▸ **Arbeitsauftrag**
Welche Autoren nennt der Auszug über den Sozialistischen Realismus als Beispiele für Naturschilderungen?

Wechsel zwischen Lockerung und Dogmatismus

Hier ist zunächst zu bemerken, daß es immerhin auch interessant ist, die Menschen und Lebensverhältnisse, so wie der Kommunismus sie haben und sehen will, anschaulich vor Augen gestellt zu bekommen.

Wichtiger aber ist die Tatsache, daß die Grundsätze des Sozialistischen Realismus nicht zu allen Zeiten der Sowjetherrschaft volle Geltung hatten und daß es selbst zu Zeiten ihrer vollen Geltung immer wieder „Abweichungen" von ihnen gegeben hat. Auch liegt es im Wesen der Kunst und des Schaffens wahrhaft begabter Künstler, daß das von außen Aufgezwungene, ohne echtes Ergriffensein Geschriebene fast immer unlebendig, nicht überzeugend wirkt und sich daher meist leicht erkennen läßt. Bewußt oder unbewußt wird darum der echte Künstler immer wieder versuchen, lebens-wahre Personen und Begebenheiten zu schildern und so die vorgezeichneten Bahnen des Sozialistischen Realismus zu verlassen. Oder er wählt Themen, bei denen politisch-ideolo-gische Gesichtspunkte keine Bedeutung haben (z. B. Naturschilderungen — so z. B. M. Prischwin, Ju. Kuranow u. a.), oder bei denen die Wirklichkeit tatsächlich mit den Anforderungen der Partei übereinstimmt (z. B. Patriotismus während des Zweiten Weltkrieges — s. unten), so daß der Autor tatsächlich aus innerer Über-zeugung heraus gestalten kann, ohne mit der Parteikritik in Konflikt zu kommen.

▸ **Erfasste Daten**
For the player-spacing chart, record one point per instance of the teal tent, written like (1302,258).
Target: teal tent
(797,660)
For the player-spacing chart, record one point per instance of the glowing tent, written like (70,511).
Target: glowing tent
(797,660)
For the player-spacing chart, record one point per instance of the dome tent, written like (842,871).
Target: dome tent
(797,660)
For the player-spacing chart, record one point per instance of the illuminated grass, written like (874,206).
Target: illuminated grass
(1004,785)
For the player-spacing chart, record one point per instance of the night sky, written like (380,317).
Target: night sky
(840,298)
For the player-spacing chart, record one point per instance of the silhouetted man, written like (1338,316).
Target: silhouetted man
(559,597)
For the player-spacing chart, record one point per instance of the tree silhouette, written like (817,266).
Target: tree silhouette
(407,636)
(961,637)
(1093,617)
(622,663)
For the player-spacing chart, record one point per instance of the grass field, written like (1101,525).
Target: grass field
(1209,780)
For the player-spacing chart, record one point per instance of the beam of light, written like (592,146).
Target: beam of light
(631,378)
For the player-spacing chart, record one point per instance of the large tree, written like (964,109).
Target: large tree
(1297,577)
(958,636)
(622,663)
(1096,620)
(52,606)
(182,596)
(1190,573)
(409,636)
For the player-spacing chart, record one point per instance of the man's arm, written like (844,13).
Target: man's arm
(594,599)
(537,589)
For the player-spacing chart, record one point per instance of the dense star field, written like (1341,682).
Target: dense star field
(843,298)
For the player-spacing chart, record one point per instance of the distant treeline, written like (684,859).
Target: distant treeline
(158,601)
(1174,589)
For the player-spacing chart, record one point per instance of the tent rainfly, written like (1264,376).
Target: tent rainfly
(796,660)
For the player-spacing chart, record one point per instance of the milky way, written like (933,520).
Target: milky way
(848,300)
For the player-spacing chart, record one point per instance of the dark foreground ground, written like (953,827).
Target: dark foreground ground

▸ **Lösung**
M. Prischwin und Ju. Kuranow.